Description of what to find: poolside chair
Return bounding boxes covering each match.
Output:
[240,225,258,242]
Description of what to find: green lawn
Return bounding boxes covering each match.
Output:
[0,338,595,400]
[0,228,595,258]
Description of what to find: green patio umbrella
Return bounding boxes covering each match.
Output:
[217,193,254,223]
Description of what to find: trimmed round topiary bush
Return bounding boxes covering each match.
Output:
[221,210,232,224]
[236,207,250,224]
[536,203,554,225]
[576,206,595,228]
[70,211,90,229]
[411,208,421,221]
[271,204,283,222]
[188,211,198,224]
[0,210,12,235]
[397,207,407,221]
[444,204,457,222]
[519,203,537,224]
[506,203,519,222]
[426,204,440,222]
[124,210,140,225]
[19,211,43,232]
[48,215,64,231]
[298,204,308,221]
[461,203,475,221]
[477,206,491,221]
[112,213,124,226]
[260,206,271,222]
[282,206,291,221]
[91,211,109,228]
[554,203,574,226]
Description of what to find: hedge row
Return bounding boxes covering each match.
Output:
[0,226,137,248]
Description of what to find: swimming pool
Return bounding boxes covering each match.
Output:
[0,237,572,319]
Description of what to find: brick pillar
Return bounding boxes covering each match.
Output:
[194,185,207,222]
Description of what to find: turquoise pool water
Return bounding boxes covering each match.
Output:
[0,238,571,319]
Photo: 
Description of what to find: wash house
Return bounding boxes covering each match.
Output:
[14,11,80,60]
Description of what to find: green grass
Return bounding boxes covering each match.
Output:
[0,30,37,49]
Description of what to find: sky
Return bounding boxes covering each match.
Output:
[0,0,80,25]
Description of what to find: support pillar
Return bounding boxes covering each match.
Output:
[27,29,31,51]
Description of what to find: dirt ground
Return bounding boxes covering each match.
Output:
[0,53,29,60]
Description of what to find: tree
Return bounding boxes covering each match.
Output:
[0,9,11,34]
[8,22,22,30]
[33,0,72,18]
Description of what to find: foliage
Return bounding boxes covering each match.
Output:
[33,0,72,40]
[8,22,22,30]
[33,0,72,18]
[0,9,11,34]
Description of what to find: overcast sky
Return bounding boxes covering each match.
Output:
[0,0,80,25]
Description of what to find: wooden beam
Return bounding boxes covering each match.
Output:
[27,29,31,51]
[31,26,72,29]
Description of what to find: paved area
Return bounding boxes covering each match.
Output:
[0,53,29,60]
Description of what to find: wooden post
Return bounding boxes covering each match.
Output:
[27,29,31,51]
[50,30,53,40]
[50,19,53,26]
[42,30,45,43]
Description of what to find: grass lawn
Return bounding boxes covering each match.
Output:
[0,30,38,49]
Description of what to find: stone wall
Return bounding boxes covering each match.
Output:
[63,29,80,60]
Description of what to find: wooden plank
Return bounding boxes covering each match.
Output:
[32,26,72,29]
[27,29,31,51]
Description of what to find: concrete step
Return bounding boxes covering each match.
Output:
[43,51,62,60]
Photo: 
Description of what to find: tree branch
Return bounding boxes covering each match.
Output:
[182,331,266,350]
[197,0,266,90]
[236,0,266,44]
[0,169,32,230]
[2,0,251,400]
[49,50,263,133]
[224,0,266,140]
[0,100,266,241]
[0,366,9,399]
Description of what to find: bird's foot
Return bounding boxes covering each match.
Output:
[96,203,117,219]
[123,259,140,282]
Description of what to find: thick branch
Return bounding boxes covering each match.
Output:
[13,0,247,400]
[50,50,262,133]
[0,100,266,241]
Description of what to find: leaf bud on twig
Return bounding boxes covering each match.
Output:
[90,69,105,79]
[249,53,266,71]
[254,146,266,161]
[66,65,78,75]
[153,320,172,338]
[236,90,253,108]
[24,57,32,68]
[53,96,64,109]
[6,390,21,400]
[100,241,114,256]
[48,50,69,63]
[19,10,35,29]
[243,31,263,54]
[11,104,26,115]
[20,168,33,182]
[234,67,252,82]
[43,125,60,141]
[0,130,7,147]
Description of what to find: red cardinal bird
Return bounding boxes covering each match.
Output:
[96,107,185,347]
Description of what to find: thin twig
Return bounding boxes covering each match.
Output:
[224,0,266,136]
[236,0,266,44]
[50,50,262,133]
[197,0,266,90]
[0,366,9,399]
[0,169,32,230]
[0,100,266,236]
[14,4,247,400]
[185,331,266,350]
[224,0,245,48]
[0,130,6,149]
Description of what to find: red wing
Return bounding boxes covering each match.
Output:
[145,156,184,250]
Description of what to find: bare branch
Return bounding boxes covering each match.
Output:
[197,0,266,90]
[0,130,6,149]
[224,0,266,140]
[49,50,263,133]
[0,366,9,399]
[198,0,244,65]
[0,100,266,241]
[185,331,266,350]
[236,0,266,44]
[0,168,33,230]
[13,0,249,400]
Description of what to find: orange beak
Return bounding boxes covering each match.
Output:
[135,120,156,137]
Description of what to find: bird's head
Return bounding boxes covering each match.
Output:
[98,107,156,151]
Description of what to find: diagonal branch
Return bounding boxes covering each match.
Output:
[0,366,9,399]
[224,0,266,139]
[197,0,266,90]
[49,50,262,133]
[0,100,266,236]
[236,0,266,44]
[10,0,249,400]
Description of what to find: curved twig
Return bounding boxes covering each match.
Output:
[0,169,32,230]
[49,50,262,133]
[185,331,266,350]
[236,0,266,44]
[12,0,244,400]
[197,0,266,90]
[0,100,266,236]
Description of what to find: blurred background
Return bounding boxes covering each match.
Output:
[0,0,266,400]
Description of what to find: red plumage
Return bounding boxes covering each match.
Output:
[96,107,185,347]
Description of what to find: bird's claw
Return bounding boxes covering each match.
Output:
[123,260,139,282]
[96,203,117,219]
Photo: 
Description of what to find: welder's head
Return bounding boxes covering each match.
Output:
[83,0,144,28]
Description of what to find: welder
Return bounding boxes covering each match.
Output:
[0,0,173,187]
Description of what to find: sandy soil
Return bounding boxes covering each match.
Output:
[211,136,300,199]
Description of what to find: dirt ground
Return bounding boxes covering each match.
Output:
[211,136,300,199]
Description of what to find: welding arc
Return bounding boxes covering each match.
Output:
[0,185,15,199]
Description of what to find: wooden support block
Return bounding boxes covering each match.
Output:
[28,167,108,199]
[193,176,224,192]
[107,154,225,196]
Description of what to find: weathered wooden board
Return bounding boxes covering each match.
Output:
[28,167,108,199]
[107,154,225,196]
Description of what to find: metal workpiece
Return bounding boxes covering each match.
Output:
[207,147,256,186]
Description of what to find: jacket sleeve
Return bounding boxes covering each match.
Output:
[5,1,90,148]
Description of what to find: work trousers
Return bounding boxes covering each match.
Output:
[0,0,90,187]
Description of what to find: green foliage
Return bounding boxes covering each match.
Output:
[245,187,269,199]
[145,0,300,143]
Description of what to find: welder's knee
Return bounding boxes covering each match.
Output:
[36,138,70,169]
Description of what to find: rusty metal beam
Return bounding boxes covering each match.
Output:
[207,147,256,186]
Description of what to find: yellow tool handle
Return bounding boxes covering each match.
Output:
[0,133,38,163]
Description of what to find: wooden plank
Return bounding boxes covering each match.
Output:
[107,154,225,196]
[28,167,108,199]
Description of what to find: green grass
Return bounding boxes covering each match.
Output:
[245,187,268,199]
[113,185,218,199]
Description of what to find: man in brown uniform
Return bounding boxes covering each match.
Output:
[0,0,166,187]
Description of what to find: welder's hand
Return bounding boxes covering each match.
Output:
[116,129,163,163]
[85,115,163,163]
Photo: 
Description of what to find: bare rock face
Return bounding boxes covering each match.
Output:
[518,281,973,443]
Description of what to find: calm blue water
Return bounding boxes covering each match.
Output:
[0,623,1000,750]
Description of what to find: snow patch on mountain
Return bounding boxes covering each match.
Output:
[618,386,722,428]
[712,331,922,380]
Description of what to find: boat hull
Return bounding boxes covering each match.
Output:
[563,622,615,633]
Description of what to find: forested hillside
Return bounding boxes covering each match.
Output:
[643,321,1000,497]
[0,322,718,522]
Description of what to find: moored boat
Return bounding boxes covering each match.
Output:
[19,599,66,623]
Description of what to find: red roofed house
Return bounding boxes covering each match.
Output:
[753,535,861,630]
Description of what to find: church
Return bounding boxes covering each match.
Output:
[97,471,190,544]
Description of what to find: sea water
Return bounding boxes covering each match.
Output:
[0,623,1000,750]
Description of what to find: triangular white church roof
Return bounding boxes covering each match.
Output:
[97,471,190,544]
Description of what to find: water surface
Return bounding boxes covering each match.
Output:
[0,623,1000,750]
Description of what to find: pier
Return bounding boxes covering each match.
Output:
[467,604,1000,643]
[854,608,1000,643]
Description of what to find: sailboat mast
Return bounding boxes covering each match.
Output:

#####

> What the exercise asks
Set down nothing but the lines from the one with "Description of what to find: moored boat" through the end of the records, keeping each line exactly as written and including both ends.

> Correct answer
Description of what to find: moored boat
Return bounding boxes covering each match.
Output:
[19,599,66,623]
Description of what to find: red roofed house
Return bounding boxes covering each match.
Output:
[753,535,861,630]
Description of what to find: church
Return bounding boxes covering each match.
Output:
[97,471,190,544]
Description of what to find: sea water
Return bounding boxes covering each match.
Output:
[0,623,1000,750]
Description of what to find: triangular white church roof
Return bounding boxes covering each match.
Output:
[97,471,190,544]
Description of what to find: water surface
Return bounding boxes covering each match.
Output:
[0,623,1000,750]
Description of what to find: pier
Return bounding boxes covering each match.
Output:
[467,604,1000,643]
[854,608,1000,643]
Description of what to find: sailboat mast
Return bounding boxes covering each match.
Output:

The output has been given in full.